• Things to do:
**A.** From the UCU response below, copy the passage word for word, starting at the words "The University’s latest" and ending after the words "redundancy and disciplinary.".
**B.** Answer these questions from the UCU response below:
(i) On what date did the Provost publish the update, and where?
(ii) What two ways of dismissing staff does the response say the University wants to make easier and quicker?
(iii) Which issue did the University's latest statement concentrate on?

• Excerpt:
════════════════════
In the most recent volley, the Provost published an update on 18 December 2017 on the University’s intranet.  UCU sets out below its response to the points made by the University.

 

Casualization

The University says:

It is hoped that as a consequence of more streamlined employment processes, the University will be able to review its contractual offering for academic staff with a view to reducing dependency on fixed term and casual contracts.

 

What the University means is:

If we make it easier to dismiss people on permanent contracts, we might be willing able to offer permanent contracts more often.

Once again, the University’s interpretation of fairness is about levelling down rather than levelling up.  By implying that our current statutes are the cause of an increased reliance on casualized contracts, the university presents these developments as inevitable. It therefore fails to acknowledge that the increase in these forms of working is a direct result of choices which have been made by university management, and in the broader context of attacks on publicly-funded higher education teaching and research.

UCU wishes to make clear that the University has made no offer of any concessions on casualization. We therefore view the University’s statement as a lazy and cynical attempt to create divisions within our membership and within the university more widely.

 

Disciplinary and Redundancy

The University says it wants:

More streamlined employment processes

What the University means is:

We’ll offer our employees no more than the minimum protections enshrined in employment law.  We want to make it easier and quicker to dismiss members of staff either by redundancy or through disciplinary processes.

The University’s latest statement made no mention of its proposals on disciplinary and redundancy, preferring to concentrate on the issue of academic freedom.  UCU welcomes the fact that the University is at least acknowledging the threats its proposed changes pose to academic freedom seriously, though this should not obscure the fact that UCU has repeatedly advised the University that we cannot agree to the proposed documents for redundancy and disciplinary.
════════════════════
• Data segment:
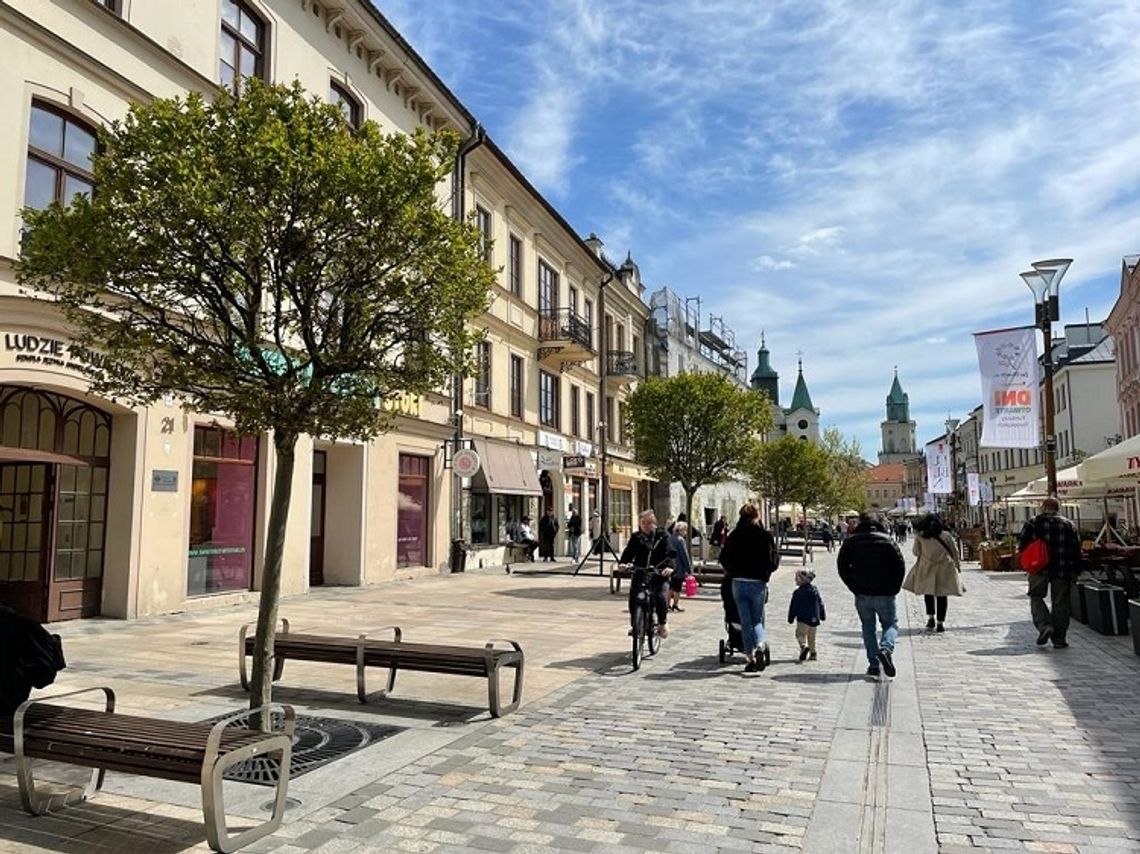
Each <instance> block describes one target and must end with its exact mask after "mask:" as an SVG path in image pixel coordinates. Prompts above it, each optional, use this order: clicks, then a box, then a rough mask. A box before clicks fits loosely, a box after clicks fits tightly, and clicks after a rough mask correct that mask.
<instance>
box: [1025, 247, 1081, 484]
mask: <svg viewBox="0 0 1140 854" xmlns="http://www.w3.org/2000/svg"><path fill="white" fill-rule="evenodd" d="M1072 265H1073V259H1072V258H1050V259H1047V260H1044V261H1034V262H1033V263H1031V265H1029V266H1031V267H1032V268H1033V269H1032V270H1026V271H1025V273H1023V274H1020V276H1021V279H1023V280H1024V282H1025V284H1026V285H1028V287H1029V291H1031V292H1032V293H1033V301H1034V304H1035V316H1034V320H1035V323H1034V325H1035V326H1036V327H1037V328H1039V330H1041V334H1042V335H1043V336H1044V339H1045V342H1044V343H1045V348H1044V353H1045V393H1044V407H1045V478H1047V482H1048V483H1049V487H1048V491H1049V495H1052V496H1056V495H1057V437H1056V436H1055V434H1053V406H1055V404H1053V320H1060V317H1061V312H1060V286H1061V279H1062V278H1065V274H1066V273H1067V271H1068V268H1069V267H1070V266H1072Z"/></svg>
════════════════════
• Task answers:
**A.**
The University’s latest statement made no mention of its proposals on disciplinary and redundancy, preferring to concentrate on the issue of academic freedom.  UCU welcomes the fact that the University is at least acknowledging the threats its proposed changes pose to academic freedom seriously, though this should not obscure the fact that UCU has repeatedly advised the University that we cannot agree to the proposed documents for redundancy and disciplinary.

**B.**
(i) 18 December 2017, on the University's intranet.
(ii) Redundancy and disciplinary processes.
(iii) Academic freedom.